PROMPT –
Count the lines in the items below that contain the word "plank", treating uppercase and lowercase as different, and give only the number.

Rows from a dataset
* Begin *

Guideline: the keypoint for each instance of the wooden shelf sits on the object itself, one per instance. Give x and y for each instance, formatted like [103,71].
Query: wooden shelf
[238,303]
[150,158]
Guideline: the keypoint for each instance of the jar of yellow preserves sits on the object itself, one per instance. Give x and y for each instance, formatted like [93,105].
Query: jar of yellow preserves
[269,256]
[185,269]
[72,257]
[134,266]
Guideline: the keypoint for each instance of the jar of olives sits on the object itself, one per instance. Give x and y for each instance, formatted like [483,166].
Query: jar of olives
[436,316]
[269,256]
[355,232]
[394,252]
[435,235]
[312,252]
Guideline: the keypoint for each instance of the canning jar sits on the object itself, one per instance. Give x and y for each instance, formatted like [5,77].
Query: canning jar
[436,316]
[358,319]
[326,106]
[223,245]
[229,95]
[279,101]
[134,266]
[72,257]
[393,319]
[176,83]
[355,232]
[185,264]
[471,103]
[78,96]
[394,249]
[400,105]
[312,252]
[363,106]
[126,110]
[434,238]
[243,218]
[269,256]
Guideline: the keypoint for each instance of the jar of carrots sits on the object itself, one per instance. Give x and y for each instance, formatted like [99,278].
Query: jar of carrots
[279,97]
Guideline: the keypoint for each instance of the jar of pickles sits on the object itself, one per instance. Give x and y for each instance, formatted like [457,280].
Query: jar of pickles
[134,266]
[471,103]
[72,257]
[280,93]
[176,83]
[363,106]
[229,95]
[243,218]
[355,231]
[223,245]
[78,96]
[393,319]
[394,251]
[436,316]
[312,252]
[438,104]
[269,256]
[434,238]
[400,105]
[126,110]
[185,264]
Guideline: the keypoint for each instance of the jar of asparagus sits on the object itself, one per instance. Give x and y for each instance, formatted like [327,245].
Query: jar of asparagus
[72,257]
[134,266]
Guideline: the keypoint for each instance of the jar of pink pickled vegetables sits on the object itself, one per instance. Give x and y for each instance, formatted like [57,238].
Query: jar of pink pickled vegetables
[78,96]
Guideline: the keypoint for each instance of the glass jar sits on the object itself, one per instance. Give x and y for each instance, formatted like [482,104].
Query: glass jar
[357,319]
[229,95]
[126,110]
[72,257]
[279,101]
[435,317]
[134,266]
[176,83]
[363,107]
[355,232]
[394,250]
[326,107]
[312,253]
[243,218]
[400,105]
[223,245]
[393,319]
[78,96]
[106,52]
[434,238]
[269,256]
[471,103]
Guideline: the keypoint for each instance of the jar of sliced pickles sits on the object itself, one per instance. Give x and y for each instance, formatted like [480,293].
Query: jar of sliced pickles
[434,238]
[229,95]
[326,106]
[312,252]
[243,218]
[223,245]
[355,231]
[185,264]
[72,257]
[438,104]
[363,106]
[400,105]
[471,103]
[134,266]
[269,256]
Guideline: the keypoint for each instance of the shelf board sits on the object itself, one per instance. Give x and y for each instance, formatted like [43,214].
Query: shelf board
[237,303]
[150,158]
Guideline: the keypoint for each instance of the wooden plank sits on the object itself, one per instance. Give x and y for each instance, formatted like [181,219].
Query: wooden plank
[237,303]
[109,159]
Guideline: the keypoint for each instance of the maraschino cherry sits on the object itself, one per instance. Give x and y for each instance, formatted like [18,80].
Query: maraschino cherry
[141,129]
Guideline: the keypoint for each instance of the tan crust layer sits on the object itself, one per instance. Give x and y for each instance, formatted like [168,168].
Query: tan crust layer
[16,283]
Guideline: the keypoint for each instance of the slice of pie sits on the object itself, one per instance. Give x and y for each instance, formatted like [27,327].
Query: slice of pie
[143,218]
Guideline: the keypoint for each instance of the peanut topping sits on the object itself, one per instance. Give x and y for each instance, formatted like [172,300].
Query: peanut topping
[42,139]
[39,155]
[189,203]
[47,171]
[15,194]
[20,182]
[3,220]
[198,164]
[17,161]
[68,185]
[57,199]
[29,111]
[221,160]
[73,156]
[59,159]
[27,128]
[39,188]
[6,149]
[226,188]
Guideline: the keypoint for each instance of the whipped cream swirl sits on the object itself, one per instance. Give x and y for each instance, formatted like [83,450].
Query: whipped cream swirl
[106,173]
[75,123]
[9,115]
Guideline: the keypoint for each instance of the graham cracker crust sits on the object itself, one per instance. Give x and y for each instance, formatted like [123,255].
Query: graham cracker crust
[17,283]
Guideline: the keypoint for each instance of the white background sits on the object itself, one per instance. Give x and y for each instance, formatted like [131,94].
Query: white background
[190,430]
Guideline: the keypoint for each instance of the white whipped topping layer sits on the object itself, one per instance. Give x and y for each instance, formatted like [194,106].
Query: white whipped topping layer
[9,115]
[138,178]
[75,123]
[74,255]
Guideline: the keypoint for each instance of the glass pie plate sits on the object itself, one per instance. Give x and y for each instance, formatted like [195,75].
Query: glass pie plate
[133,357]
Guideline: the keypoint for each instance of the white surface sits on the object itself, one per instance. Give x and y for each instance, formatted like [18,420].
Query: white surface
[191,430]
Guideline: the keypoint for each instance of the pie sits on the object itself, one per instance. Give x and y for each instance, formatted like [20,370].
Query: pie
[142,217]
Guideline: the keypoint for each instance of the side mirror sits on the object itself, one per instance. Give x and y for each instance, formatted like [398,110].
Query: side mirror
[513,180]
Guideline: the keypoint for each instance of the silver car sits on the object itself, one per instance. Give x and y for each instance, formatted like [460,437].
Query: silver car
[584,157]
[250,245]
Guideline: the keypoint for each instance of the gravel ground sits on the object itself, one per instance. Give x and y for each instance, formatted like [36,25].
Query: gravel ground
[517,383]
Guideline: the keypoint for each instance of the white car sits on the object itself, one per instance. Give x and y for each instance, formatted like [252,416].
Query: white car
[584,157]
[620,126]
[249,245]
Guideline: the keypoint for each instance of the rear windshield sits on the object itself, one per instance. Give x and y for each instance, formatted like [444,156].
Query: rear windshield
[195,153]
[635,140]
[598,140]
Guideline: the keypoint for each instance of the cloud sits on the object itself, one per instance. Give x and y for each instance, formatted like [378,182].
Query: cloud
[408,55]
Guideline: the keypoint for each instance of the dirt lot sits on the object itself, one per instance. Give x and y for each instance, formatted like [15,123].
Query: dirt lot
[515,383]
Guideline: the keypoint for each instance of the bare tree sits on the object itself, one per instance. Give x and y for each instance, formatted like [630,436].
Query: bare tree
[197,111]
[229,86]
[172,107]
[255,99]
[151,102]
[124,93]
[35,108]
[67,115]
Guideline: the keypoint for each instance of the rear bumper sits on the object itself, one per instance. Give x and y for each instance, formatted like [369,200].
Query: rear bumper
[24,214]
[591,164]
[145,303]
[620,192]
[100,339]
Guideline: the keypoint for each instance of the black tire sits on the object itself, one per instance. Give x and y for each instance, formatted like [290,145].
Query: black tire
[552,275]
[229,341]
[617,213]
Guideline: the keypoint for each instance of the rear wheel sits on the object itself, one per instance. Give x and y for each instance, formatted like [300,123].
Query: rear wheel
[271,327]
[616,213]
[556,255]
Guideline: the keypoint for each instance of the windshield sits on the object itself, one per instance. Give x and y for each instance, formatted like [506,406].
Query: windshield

* End *
* Begin *

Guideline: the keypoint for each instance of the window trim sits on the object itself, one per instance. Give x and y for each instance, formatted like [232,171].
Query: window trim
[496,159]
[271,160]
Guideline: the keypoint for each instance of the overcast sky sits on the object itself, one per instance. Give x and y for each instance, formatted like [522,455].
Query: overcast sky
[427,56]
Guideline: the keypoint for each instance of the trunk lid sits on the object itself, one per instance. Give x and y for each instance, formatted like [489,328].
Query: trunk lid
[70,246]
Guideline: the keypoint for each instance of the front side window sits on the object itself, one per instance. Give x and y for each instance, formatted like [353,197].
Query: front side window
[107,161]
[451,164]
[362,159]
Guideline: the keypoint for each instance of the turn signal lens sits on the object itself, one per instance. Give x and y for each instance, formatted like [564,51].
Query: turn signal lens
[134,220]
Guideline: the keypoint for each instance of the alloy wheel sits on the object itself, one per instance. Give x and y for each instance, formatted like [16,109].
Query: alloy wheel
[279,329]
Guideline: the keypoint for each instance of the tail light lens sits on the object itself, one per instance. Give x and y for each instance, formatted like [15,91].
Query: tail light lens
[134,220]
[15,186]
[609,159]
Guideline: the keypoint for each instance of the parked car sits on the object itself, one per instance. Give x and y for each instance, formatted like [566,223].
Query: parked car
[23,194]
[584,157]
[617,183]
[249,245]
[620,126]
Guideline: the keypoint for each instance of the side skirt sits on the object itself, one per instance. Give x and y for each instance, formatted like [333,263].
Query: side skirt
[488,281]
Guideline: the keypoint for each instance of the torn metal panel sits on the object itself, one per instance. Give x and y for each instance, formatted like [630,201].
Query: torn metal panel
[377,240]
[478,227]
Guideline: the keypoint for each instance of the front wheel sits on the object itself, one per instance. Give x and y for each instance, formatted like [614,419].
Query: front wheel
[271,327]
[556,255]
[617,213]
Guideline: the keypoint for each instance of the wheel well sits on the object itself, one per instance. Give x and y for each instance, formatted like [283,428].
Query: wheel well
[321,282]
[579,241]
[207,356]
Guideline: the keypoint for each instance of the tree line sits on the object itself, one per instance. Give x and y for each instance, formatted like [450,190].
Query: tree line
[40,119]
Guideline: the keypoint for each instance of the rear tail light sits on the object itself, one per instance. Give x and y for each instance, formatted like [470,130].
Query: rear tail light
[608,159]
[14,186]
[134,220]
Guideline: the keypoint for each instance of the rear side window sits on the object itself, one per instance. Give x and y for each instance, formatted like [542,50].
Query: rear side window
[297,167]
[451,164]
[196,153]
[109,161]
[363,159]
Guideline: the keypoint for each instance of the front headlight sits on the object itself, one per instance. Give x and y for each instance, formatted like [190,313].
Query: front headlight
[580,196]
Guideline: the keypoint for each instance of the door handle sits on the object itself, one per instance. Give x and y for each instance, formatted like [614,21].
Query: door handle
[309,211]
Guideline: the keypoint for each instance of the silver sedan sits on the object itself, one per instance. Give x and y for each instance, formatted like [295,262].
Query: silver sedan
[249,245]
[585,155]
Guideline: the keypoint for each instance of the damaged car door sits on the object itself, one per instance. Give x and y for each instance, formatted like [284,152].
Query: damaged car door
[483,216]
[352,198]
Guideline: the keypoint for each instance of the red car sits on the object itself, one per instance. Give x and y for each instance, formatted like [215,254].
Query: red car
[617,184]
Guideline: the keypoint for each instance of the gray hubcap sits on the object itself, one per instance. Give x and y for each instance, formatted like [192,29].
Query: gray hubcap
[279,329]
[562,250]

* End *

FINISHED ANSWER –
2